**Task instructions:**
(A) In the article on Trump and conspiracy theories, at which university is Aristotle Kallis a professor?
(B) Name every research interest of Aristotle Kallis listed in the article on Trump and conspiracy theories.
(C) Extend the article on Trump and conspiracy theories, picking up after its final sentence.

══ Excerpt ══

Trump’s Mainstreaming Of Conspiracy Theories Poses A Long-Term Threat

Very few have done more to push false conspiracy theories into the mainstream than Trump. After he's gone, we're left with the consequences.
President Donald Trump speaks during a campaign rally at Florida State Fairgrounds Expo Hall, Tuesday, July 31, 2018, in Tampa, Fla. (AP Photo/Evan Vucci)

President Donald Trump speaks during a campaign rally at Florida State Fairgrounds Expo Hall, Tuesday, July 31, 2018, in Tampa, Fla. (AP Photo/Evan Vucci)

Aristotle Kallis is professor of modern and contemporary history at Keele University. His research interests relate to the comparative study of fascism and the contemporary radical right; the genealogies of populism; and Islamophobia.

In his first major live public appearance following the elections of 3 November 2020, Donald J Trump blamed a powerful conspiracy of ‘big media, big, money [and] big tech’ for interfering in the election process and manipulating the results of the public vote.

Resorting to conspiracy theories should not come as a huge surprise when it comes to the outgoing US president. This was but the latest episode of a year in which Trump articulated and normalized all sorts of theories about foreign and domestic enemies working in a clandestine fashion to undermine him, his government, and/or the power of the USA. It came from the mouth of a public figure who built his populist power base on outlandish claims, becoming the de facto political spokesperson for the birther fringe movement directed at former President Barack Obama.

═══
══ Data section ══

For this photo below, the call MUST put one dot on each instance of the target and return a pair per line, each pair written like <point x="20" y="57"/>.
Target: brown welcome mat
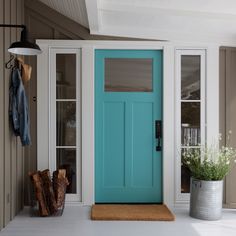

═══

**Answers in order:**
(A) Keele University.

(B)
- the comparative study of fascism and the contemporary radical right
- the genealogies of populism
- Islamophobia

(C)
Conspiracy theories are far from being a new phenomenon. They have spanned historical eras and derived from all sorts of imaginations. Like all new ideas competing for attention, they appear as new claims that are however sustained by pre-existing beliefs, prejudices, and anxieties. Most come and go almost unnoticed by the mainstream, at best ending up as residues in the very fringes of the political spectrum. Some, however, catch on; and a few of them have shown extraordinary staying power over time, not only surviving in various forms across generations but also mutating into new derivative claims and in the process traversing geographic, cultural, and political boundaries.

But is there something unique about the recourse to conspiracy theories by Trump? The history of conspiracy theories underlines how the tendency to blame shadowy forces with alleged enormous power and malicious intent for all kinds of ills is not an exclusive right-wing trait. Although nationalists always have a shorter radius of community trust and sharper disjunctions with ‘others’ outside it, conspiracies have been sustained by, and continue to be, from most other political constituencies.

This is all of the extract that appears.